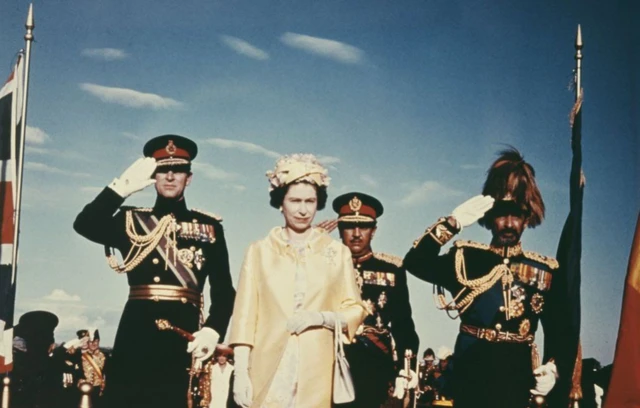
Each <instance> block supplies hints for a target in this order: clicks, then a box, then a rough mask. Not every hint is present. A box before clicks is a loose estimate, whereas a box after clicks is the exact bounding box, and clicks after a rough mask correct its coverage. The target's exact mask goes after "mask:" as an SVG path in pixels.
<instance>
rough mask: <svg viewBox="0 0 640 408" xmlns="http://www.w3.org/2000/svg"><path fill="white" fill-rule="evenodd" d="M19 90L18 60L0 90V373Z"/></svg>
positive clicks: (6, 359) (12, 227) (10, 335)
mask: <svg viewBox="0 0 640 408" xmlns="http://www.w3.org/2000/svg"><path fill="white" fill-rule="evenodd" d="M22 87H23V83H22V58H19V59H18V62H17V63H16V66H15V69H14V71H13V72H12V73H11V75H10V76H9V79H8V80H7V82H6V83H5V84H4V86H3V87H2V88H1V89H0V217H1V218H0V373H3V372H7V371H10V370H11V367H12V363H13V353H12V346H13V315H14V308H15V294H16V279H15V278H16V277H15V274H14V271H15V268H14V267H13V252H14V251H13V248H14V237H15V234H14V233H15V204H16V202H15V201H16V200H15V198H16V180H17V174H18V173H17V165H18V159H17V158H18V153H19V152H18V149H19V146H20V143H19V137H20V126H21V120H22V115H21V108H22V90H23V88H22Z"/></svg>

━━━━━━

## Exercise instructions
Copy every line from the entries that contains the word "rough".

## Answer box
Each <instance> block supplies hints for a target in this order: clicks, then a box, then a rough mask. Not every hint is present. A box before clicks is a loose estimate, whereas a box after clicks is the exact bounding box, and clicks after a rough mask correct its coverage. The target's exact mask goes after "mask:" as an SVG path in pixels.
rough mask: <svg viewBox="0 0 640 408" xmlns="http://www.w3.org/2000/svg"><path fill="white" fill-rule="evenodd" d="M19 90L18 60L0 90V373Z"/></svg>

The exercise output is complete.